-- start Records provided --

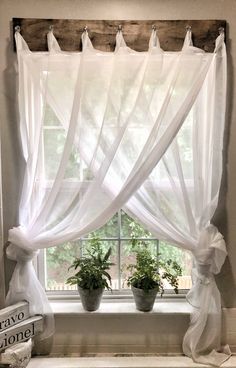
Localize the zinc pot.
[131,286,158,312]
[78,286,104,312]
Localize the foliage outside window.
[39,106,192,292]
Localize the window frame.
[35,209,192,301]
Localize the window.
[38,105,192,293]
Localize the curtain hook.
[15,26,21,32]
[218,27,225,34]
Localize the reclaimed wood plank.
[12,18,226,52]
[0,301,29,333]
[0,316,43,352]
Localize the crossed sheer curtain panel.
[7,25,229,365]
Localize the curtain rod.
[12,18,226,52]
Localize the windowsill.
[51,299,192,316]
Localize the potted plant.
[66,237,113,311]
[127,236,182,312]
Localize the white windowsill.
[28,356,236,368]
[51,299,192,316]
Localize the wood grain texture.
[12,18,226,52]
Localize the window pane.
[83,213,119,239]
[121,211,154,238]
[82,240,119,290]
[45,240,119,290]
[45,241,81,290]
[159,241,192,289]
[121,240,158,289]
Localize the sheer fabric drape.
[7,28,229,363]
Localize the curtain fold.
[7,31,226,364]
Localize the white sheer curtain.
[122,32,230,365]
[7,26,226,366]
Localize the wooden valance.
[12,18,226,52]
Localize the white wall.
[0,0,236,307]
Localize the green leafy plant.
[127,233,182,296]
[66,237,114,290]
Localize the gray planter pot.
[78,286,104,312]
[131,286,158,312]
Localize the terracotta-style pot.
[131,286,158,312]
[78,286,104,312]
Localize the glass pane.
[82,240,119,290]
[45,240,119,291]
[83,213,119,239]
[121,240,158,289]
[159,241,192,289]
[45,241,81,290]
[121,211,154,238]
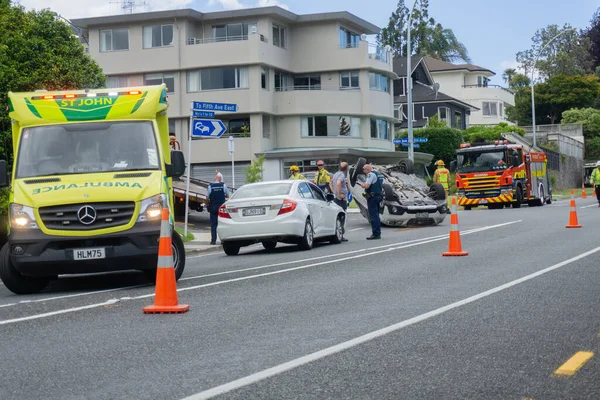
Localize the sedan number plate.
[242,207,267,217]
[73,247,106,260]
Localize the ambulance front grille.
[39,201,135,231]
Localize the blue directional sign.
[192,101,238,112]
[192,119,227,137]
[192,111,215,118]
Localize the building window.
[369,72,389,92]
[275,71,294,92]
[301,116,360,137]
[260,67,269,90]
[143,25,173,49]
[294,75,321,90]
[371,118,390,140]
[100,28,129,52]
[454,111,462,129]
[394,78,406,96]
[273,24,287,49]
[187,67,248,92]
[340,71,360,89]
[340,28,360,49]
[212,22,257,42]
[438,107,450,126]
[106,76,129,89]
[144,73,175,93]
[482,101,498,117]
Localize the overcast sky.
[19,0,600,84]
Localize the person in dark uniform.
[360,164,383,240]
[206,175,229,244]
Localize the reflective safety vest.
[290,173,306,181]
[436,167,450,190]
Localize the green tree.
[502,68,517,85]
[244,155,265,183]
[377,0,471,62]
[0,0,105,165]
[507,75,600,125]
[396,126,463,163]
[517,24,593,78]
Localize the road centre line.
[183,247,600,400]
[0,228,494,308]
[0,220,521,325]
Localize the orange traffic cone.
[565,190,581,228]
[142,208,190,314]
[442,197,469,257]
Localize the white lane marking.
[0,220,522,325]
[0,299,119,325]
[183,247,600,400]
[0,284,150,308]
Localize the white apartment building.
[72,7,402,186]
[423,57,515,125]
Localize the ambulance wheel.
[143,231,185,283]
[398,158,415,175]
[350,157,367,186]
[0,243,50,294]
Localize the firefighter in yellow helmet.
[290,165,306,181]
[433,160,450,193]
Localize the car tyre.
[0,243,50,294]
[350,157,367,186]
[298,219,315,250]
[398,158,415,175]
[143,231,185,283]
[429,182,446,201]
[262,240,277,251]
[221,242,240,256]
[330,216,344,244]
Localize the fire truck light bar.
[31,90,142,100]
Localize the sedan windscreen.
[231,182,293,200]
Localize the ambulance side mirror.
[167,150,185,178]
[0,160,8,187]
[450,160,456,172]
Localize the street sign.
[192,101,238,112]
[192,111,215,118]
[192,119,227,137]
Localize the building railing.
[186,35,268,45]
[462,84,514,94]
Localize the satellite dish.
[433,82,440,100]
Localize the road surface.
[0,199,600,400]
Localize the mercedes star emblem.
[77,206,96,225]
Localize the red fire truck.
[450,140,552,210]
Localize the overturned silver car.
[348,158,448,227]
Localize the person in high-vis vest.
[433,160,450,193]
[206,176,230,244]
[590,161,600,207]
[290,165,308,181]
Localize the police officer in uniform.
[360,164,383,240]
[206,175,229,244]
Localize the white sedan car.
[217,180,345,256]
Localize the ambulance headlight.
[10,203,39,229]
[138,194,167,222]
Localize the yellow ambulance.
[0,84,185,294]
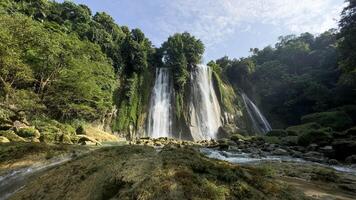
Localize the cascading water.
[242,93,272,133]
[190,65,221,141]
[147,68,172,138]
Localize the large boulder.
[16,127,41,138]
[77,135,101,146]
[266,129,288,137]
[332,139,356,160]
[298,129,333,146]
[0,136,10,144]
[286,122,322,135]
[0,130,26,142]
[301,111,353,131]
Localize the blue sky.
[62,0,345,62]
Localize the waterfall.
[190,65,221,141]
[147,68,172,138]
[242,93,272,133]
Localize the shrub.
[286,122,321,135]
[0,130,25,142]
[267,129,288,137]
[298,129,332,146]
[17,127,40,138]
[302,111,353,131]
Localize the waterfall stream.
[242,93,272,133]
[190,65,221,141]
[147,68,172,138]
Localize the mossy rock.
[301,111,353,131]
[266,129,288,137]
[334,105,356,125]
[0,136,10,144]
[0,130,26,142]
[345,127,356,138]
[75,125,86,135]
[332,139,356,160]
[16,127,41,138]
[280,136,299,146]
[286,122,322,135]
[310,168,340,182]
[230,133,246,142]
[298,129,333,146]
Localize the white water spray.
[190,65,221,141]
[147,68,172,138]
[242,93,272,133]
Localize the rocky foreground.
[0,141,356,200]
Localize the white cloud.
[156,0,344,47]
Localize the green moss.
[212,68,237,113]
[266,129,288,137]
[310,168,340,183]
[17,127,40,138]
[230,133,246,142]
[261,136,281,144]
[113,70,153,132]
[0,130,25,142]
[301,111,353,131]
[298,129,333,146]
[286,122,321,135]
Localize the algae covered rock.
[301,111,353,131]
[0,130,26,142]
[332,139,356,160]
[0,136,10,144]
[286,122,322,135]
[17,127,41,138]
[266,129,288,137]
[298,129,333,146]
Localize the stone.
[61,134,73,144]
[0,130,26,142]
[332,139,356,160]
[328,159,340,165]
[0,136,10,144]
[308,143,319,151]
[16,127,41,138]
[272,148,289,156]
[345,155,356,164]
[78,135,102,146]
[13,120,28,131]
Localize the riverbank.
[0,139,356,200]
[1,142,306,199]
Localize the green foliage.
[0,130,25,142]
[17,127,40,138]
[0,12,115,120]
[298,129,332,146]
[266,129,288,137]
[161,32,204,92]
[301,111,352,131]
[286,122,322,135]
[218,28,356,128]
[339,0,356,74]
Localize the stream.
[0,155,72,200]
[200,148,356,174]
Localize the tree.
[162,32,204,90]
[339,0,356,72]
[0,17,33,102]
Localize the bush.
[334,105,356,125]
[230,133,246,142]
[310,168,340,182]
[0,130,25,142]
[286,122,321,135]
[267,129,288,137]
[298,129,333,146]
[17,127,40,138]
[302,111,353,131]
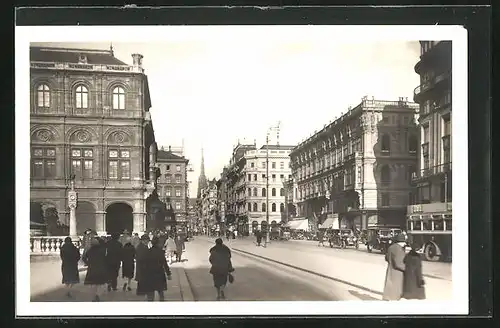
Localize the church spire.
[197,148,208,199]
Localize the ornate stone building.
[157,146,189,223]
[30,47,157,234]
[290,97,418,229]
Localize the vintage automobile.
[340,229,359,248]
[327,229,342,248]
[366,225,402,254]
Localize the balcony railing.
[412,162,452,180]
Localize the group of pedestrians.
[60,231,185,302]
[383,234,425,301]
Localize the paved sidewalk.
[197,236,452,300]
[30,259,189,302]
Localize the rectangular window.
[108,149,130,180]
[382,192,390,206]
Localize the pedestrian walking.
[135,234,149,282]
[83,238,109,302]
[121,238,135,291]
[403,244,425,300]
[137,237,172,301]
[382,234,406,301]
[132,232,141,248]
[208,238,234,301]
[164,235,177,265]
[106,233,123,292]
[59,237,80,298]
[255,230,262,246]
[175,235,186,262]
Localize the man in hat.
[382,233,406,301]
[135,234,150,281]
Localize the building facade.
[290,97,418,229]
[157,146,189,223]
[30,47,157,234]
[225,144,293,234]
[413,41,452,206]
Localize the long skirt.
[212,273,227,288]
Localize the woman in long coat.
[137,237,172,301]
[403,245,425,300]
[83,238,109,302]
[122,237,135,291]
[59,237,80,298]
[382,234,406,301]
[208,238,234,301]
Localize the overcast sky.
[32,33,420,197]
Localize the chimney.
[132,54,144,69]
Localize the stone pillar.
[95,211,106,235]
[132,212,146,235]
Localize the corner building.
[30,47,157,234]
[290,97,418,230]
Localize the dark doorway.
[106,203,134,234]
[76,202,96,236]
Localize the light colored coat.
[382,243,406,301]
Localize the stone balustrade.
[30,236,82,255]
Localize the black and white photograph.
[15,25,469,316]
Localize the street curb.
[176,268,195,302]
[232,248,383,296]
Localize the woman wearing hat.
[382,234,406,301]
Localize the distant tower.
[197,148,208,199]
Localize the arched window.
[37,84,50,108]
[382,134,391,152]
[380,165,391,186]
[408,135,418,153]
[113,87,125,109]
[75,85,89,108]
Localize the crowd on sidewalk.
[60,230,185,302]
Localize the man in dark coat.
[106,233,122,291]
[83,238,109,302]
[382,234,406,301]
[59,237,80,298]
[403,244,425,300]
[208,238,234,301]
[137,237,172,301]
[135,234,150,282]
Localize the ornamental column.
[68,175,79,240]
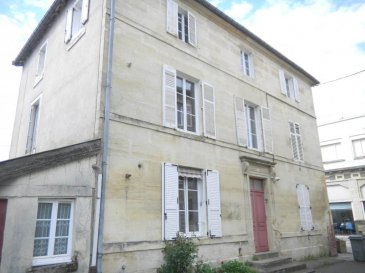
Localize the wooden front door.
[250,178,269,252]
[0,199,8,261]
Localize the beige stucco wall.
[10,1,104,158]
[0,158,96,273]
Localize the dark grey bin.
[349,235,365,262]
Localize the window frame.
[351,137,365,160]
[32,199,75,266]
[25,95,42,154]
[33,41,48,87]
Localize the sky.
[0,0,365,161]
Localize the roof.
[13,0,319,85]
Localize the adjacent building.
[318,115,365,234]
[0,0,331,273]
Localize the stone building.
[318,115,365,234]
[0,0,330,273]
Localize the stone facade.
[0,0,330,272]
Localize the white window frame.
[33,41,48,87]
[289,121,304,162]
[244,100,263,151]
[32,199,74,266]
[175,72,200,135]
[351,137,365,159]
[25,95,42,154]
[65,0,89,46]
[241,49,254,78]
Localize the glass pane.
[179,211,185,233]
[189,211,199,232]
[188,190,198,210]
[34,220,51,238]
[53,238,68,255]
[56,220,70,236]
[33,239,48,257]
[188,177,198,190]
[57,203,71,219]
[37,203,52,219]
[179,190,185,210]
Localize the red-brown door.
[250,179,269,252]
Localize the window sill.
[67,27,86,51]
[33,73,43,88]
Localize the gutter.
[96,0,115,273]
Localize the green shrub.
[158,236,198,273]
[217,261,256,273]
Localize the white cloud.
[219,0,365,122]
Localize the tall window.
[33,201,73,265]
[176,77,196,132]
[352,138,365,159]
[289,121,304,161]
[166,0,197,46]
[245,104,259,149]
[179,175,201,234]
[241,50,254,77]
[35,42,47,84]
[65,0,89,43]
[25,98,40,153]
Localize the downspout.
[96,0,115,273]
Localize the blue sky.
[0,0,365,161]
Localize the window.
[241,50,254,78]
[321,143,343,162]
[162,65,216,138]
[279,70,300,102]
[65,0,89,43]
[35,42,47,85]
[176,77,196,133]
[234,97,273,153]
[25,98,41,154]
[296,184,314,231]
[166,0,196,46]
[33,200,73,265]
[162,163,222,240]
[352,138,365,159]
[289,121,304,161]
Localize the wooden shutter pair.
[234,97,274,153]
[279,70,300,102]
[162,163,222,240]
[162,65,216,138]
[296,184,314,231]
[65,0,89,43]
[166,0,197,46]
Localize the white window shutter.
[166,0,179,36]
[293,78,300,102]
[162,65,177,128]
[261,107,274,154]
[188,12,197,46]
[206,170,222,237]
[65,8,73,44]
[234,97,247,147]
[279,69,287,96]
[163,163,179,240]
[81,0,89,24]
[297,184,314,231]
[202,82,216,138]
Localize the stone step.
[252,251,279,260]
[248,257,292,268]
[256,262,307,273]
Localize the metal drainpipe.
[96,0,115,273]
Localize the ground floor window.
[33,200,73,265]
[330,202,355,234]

-- end Records provided --

Challenge: Starting at the beginning of the data and stopping after the line with "[0,0,236,307]", write those lines again with "windowsill" replaced by "window ledge" and nothing else changed. Leave the pictures out.

In response:
Localize the zinc pot.
[131,286,158,312]
[78,286,104,312]
Localize the foliage outside window.
[39,106,192,292]
Localize the window frame.
[35,209,192,301]
Localize the window.
[38,105,192,293]
Localize the curtain hook.
[15,26,21,32]
[218,27,225,34]
Localize the reclaimed wood plank.
[12,18,226,52]
[0,301,29,333]
[0,316,43,352]
Localize the crossed sheer curtain panel.
[7,25,229,365]
Localize the curtain rod.
[12,18,226,52]
Localize the window ledge.
[51,299,192,316]
Localize the potted plant.
[66,237,113,311]
[127,236,182,312]
Localize the white window ledge.
[28,356,236,368]
[51,299,192,316]
Localize the wood grain texture.
[12,18,226,52]
Localize the window pane.
[83,213,119,239]
[121,211,154,238]
[82,240,119,290]
[45,240,119,290]
[45,241,81,290]
[159,241,192,289]
[121,240,158,289]
Localize the sheer fabric drape.
[7,28,229,363]
Localize the curtain fold.
[7,31,226,364]
Localize the white sheer curtain.
[122,32,230,365]
[7,26,226,366]
Localize the wooden valance.
[12,18,226,52]
Localize the white wall.
[0,0,236,307]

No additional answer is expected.